EXTRACTO DE PÁGINA:
____________
El segundo efecto observado –y también esperado– fue la progresiva recuperación de la cubierta vegetal y la llegada de nuevas especies que, debido a la excesiva presión de los herbívoros, habían desaparecido completamente.
Entre ellas destacan las plantas de ribera, que volvieron a crecer junto a ríos y arroyos reduciendo la velocidad del agua, reteniendo ramas y favoreciendo la sedimentación. Como resultado de este proceso –nada esperado– el trazado lineal de los ríos de Yellowstone fue transformándose.
El nacimiento de Cristo fue un acontecimiento que transformó el paisaje religioso de modo irreversible. Nuestra fe afirma que, con Jesús, Dios entra en la historia humana de una forma nueva, inesperada y radical; entra y trastoca todo el orden previo: el modo de imaginar a Dios (como Trinidad), el modo de comprendernos (como hijos de un único Padre), el modo de relacionarnos entre nosotros (como hermanos de una única familia) y el modo de entender el mundo (como «casa común» habitada por el Espíritu). Con Jesús, ya nada puede ser igual que antes.
Los relatos de conversión de todos los tiempos narran bien los efectos que provoca la llegada de Cristo a la vida de una persona. Desde Las Confesiones de San Agustín hasta La montaña de los siete pisos de Thomas Merton, pasando por La Autobiografía de Ignacio de Loyola, las conversiones religiosas dan testimonio de la novedad permanente de la fe cristiana y de su capacidad para irrumpir y revolucionar el orden establecido, tanto a nivel personal como social. Cuando el Dios-amor de Jesús se introduce en la vida de una persona y se le deja suelto, sin tratar de controlarlo o manipularlo, todo cambia, todo queda recolocado, hasta el curso de la propia vida.
____________
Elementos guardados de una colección
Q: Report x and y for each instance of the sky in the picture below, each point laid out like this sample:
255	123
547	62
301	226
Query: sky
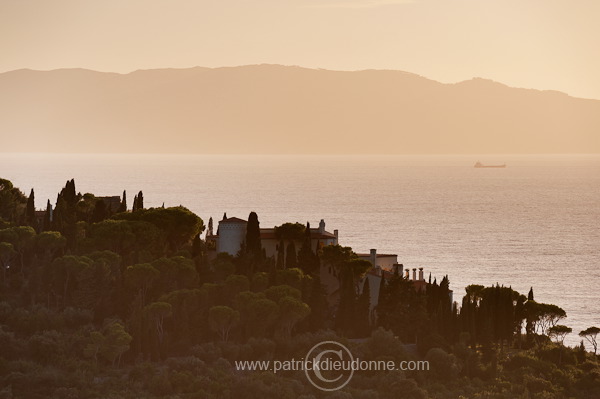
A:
542	44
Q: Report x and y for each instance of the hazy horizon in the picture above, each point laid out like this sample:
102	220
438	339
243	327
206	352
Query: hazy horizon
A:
542	44
273	109
167	68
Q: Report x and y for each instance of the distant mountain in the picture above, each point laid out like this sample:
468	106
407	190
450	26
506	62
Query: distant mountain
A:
279	109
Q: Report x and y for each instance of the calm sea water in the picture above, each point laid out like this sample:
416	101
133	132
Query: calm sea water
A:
535	223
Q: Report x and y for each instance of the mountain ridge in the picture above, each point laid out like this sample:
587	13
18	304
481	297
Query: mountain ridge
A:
271	108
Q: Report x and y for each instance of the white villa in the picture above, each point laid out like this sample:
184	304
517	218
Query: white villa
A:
231	234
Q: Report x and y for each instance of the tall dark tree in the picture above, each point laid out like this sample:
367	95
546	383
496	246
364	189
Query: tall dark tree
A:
363	311
100	212
318	305
280	255
210	227
307	259
30	212
123	206
253	245
290	259
345	319
48	217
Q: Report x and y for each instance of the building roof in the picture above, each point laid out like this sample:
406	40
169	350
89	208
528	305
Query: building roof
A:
233	220
378	255
269	234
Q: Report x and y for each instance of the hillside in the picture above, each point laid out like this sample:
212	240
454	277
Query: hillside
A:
277	109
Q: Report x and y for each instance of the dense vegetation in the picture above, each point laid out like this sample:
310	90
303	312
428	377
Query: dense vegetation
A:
102	301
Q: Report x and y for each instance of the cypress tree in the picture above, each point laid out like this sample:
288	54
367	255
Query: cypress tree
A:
100	211
253	245
280	256
318	305
48	217
30	211
306	257
291	260
381	296
123	206
344	321
363	322
140	202
210	227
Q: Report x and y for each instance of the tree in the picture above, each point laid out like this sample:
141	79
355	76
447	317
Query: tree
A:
7	253
253	245
307	259
156	313
291	311
30	213
65	271
546	316
559	333
12	202
178	225
100	212
123	206
280	255
47	225
291	261
22	239
222	319
591	334
363	308
141	277
109	344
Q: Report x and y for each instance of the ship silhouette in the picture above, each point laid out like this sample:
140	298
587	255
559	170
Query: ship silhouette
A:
480	165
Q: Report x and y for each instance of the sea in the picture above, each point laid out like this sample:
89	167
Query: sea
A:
535	223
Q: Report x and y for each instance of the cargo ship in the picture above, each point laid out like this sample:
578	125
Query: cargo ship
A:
480	165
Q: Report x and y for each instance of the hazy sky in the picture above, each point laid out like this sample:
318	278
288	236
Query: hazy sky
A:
544	44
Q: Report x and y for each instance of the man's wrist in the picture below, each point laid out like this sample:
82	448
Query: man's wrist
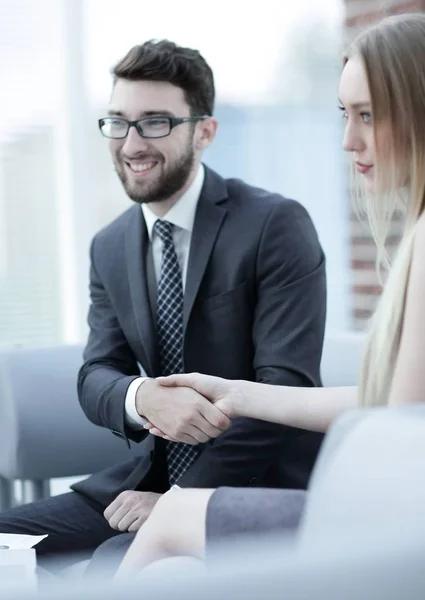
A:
143	395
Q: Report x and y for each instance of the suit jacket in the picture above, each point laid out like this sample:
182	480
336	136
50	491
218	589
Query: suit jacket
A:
254	309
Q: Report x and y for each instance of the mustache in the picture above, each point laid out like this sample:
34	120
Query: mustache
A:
153	157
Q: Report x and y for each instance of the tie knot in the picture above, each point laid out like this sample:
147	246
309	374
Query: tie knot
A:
165	231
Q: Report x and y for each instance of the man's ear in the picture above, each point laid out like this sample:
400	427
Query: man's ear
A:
206	133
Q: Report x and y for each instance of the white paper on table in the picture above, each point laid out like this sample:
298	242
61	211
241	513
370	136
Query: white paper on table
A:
19	542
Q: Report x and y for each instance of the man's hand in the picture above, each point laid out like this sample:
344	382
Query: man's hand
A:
181	413
226	395
130	510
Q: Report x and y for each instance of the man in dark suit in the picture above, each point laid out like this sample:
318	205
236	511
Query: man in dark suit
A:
200	274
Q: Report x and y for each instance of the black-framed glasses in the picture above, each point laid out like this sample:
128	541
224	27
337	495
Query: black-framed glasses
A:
149	127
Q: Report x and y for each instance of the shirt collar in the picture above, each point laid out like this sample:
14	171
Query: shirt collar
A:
182	213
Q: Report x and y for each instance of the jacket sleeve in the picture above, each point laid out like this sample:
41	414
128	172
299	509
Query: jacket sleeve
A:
288	333
109	364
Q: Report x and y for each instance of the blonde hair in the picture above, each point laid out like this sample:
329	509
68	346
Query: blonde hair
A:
393	55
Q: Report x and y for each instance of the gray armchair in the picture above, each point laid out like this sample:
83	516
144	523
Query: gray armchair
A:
43	431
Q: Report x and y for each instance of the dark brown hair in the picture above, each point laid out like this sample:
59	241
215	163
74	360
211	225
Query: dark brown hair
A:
166	61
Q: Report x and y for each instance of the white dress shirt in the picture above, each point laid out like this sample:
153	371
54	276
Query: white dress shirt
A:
182	216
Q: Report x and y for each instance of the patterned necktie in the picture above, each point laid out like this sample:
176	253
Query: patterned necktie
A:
170	338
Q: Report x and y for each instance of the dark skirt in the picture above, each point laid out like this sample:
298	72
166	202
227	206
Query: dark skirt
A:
236	511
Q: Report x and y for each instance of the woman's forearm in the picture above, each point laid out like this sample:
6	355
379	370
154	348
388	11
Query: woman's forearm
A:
313	409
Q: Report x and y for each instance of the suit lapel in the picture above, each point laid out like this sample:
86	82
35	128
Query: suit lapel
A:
137	242
208	220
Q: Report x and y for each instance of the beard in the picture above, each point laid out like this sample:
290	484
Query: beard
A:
170	181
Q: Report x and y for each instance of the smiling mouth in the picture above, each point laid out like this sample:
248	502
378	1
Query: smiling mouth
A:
141	168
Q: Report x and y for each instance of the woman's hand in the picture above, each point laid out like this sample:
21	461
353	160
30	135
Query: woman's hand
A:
225	394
____________
INSTRUCCIONES DE TAREAS:
**A.** Según el extracto, ¿qué efectos tuvieron las plantas de ribera al volver a crecer junto a ríos y arroyos?
**B.** Repite del extracto todo el texto que va desde "El segundo efecto" hasta "habían desaparecido completamente.", sin cambiar nada.
Las líneas no desempeñan ningún papel en esto.

RESPUESTAS:
**A.** Redujeron la velocidad del agua, retuvieron ramas y favorecieron la sedimentación.

**B.**
El segundo efecto observado –y también esperado– fue la progresiva recuperación de la cubierta vegetal y la llegada de nuevas especies que, debido a la excesiva presión de los herbívoros, habían desaparecido completamente.